### TASK OBJECTIVE
Copy each line exactly. Drop every picture.
## start RECORDS TO PROCESS
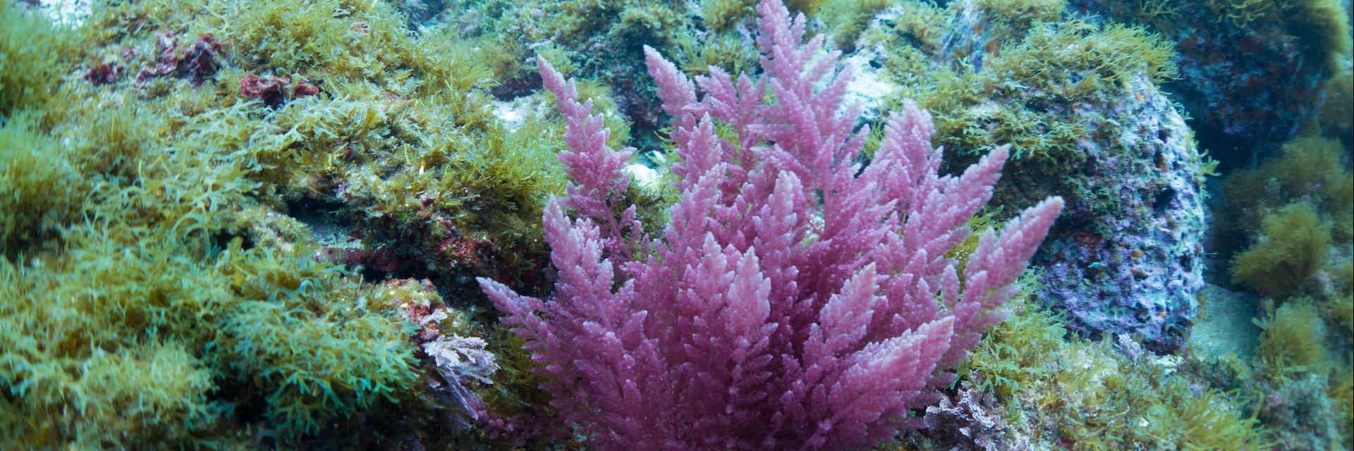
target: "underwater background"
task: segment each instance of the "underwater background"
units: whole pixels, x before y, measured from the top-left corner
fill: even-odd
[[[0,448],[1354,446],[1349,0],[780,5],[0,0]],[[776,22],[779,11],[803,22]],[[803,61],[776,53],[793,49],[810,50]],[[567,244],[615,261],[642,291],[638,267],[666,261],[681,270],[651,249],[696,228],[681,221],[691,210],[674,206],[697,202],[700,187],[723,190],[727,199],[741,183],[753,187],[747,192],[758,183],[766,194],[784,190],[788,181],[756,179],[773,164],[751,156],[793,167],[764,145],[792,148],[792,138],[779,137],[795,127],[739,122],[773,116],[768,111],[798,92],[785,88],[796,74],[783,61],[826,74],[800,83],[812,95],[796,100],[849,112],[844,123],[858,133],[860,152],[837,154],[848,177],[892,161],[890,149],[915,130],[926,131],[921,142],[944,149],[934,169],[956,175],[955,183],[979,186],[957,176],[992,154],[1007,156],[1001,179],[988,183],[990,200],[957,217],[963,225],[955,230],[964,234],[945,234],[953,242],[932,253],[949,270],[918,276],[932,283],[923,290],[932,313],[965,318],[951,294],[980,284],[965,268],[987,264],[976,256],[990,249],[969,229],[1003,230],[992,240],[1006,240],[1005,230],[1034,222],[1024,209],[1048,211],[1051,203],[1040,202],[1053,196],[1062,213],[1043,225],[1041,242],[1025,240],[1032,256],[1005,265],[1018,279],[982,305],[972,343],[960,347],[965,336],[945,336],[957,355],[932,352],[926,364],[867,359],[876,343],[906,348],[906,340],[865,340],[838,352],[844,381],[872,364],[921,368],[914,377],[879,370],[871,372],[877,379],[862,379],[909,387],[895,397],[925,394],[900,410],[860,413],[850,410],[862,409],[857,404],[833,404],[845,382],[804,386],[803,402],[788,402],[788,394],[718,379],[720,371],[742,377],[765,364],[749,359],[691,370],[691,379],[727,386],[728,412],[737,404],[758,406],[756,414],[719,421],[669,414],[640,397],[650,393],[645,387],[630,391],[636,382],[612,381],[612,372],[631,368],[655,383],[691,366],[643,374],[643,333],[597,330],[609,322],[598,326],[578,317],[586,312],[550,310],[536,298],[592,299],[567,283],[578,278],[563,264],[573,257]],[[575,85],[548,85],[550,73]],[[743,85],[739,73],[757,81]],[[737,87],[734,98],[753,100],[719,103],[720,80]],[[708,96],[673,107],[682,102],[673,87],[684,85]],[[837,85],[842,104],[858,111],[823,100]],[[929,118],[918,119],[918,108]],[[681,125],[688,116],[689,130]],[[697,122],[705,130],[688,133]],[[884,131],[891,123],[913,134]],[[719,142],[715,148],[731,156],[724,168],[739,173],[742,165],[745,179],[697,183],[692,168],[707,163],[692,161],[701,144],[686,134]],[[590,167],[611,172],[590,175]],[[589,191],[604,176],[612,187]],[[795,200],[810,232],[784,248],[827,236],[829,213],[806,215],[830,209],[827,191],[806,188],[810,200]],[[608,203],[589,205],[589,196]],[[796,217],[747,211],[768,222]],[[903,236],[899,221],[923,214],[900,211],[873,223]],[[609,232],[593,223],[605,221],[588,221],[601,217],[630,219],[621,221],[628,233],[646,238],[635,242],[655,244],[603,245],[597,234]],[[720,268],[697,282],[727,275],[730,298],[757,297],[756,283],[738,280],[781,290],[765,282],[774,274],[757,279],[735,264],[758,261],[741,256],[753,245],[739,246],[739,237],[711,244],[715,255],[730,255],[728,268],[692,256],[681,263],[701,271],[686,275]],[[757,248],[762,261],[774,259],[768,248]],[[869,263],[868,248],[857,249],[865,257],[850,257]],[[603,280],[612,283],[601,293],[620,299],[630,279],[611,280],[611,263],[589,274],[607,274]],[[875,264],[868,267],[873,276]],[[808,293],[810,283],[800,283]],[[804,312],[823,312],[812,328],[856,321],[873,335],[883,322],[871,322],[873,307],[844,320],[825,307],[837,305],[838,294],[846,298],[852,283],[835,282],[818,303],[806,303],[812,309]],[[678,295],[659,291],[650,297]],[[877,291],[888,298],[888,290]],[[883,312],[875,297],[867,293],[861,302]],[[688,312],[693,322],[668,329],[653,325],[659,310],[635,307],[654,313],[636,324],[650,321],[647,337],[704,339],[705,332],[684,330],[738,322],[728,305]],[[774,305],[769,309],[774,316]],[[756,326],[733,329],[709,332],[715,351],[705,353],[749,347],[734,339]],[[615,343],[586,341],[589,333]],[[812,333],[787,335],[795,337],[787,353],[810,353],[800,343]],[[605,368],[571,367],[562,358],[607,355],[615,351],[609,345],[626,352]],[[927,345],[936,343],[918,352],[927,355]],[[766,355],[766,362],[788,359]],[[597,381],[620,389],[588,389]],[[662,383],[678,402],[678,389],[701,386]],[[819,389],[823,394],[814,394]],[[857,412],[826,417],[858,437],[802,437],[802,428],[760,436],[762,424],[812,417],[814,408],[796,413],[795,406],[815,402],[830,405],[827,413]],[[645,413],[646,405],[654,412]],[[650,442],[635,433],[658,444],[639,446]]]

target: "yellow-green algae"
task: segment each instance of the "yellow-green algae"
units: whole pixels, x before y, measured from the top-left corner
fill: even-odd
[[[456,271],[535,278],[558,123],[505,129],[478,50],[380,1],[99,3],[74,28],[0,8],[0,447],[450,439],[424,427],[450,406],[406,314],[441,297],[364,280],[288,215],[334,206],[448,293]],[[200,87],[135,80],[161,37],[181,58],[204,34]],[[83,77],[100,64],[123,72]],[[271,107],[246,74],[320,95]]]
## end RECORDS TO PROCESS
### RESULT OF THE TASK
target: "underwater background"
task: segment each instance of the "underwater background"
units: whole pixels, x before y, measured from the top-left corner
fill: even-odd
[[[0,448],[1354,446],[1349,0],[780,5],[0,0]],[[776,22],[779,11],[803,22]],[[803,61],[776,53],[793,49],[810,50]],[[567,244],[615,261],[642,291],[638,267],[666,261],[681,270],[651,249],[696,228],[681,221],[691,210],[674,206],[697,202],[700,187],[723,190],[727,199],[741,183],[753,187],[747,192],[758,183],[766,194],[784,190],[788,181],[756,179],[773,164],[751,156],[793,167],[764,145],[792,148],[792,138],[779,137],[795,127],[739,122],[773,116],[768,111],[798,92],[785,88],[796,74],[783,61],[826,74],[800,83],[812,95],[796,100],[849,112],[844,123],[858,133],[860,152],[837,154],[848,177],[892,161],[890,149],[915,130],[926,131],[921,142],[944,149],[934,169],[956,175],[955,183],[979,186],[957,176],[992,154],[1007,156],[1001,179],[988,183],[990,200],[957,217],[963,225],[955,230],[964,234],[945,234],[953,242],[932,253],[949,270],[918,276],[932,283],[923,290],[932,313],[965,318],[951,294],[980,284],[965,268],[987,264],[976,256],[990,249],[969,229],[1003,230],[992,240],[1006,240],[1005,230],[1034,222],[1024,209],[1048,211],[1051,203],[1040,202],[1053,196],[1062,213],[1043,225],[1041,242],[1025,240],[1032,256],[1005,265],[1018,279],[982,305],[972,343],[960,347],[965,336],[945,336],[957,355],[932,352],[926,364],[867,359],[876,343],[906,348],[906,340],[865,340],[838,352],[844,381],[872,364],[921,368],[914,377],[879,370],[871,372],[877,379],[862,379],[909,387],[895,397],[925,394],[900,410],[860,413],[850,410],[862,409],[857,404],[833,404],[845,382],[804,386],[803,402],[788,402],[788,394],[718,379],[720,371],[742,377],[765,364],[749,359],[691,370],[691,379],[727,386],[728,412],[737,404],[758,406],[756,414],[719,421],[669,414],[640,397],[650,393],[645,387],[630,391],[636,382],[612,381],[612,372],[631,368],[655,383],[691,366],[643,374],[643,333],[597,330],[609,322],[598,326],[578,317],[586,312],[550,310],[536,298],[592,299],[567,283],[578,278],[563,264],[573,257]],[[575,85],[548,85],[550,73]],[[743,85],[739,73],[757,81]],[[737,87],[734,98],[753,100],[719,103],[720,80]],[[708,96],[673,107],[682,102],[673,87],[684,85]],[[837,85],[842,104],[858,111],[823,100]],[[929,118],[918,119],[918,108]],[[681,125],[688,116],[689,130]],[[697,122],[705,130],[688,133]],[[884,131],[891,123],[913,134]],[[719,142],[715,148],[731,156],[724,168],[739,173],[742,165],[745,179],[697,183],[692,168],[707,163],[692,161],[701,144],[686,134]],[[590,167],[611,172],[590,175]],[[589,191],[604,176],[612,187]],[[795,200],[810,232],[784,248],[827,236],[829,213],[806,215],[830,209],[827,191],[806,188],[810,200]],[[608,203],[589,205],[589,196]],[[796,217],[747,211],[768,222]],[[903,236],[899,221],[923,214],[900,211],[873,223]],[[609,232],[593,223],[605,221],[588,221],[601,217],[630,219],[621,221],[628,233],[646,238],[635,242],[655,244],[603,245],[597,234]],[[720,268],[697,282],[727,275],[730,298],[757,297],[756,283],[738,280],[781,290],[765,282],[774,274],[757,279],[735,264],[758,261],[741,256],[753,245],[739,246],[739,237],[711,244],[715,255],[730,255],[728,268],[692,256],[681,263],[701,271],[686,275]],[[757,248],[762,261],[774,259],[768,248]],[[869,263],[868,248],[857,249],[865,257],[850,257]],[[603,280],[612,283],[601,293],[620,299],[630,279],[611,280],[611,263],[589,274],[607,274]],[[875,264],[868,267],[873,276]],[[808,293],[810,283],[800,283]],[[804,312],[823,312],[812,328],[856,321],[873,335],[883,322],[871,322],[873,307],[844,320],[825,307],[837,305],[838,294],[846,298],[852,283],[835,282],[818,303],[806,303],[812,309]],[[678,295],[659,291],[650,297]],[[877,291],[888,298],[888,290]],[[883,312],[875,297],[867,293],[861,302]],[[688,312],[693,322],[668,329],[653,325],[659,310],[635,307],[654,313],[636,324],[650,321],[647,337],[704,339],[705,332],[684,330],[738,322],[728,305]],[[774,305],[769,309],[774,316]],[[756,326],[733,329],[709,332],[715,351],[705,353],[749,347],[734,339]],[[615,343],[586,341],[589,333]],[[812,333],[787,335],[795,337],[787,353],[810,353],[800,343]],[[605,368],[571,367],[562,358],[607,355],[615,351],[609,345],[626,352]],[[927,345],[936,343],[918,352],[927,355]],[[766,355],[766,362],[788,359]],[[597,381],[620,389],[588,389]],[[662,383],[678,402],[678,389],[701,386]],[[819,389],[823,394],[814,394]],[[857,412],[826,417],[858,437],[802,437],[802,428],[760,436],[762,424],[812,417],[814,408],[796,413],[795,406],[815,402],[830,405],[827,413]],[[645,413],[646,405],[654,412]],[[650,442],[635,433],[658,444],[639,446]]]

target: "yellow-green algae"
task: segment each instance of the "yellow-green algae"
units: whole pixels, x before y, measured from the top-left corner
fill: even-odd
[[[456,271],[535,278],[558,123],[505,129],[478,50],[380,1],[99,3],[74,28],[0,8],[0,447],[450,439],[424,427],[450,406],[406,314],[441,297],[364,280],[288,215],[334,206],[448,293]],[[200,87],[135,80],[161,37],[181,58],[204,34]],[[83,77],[100,64],[123,72]],[[271,107],[246,74],[320,95]]]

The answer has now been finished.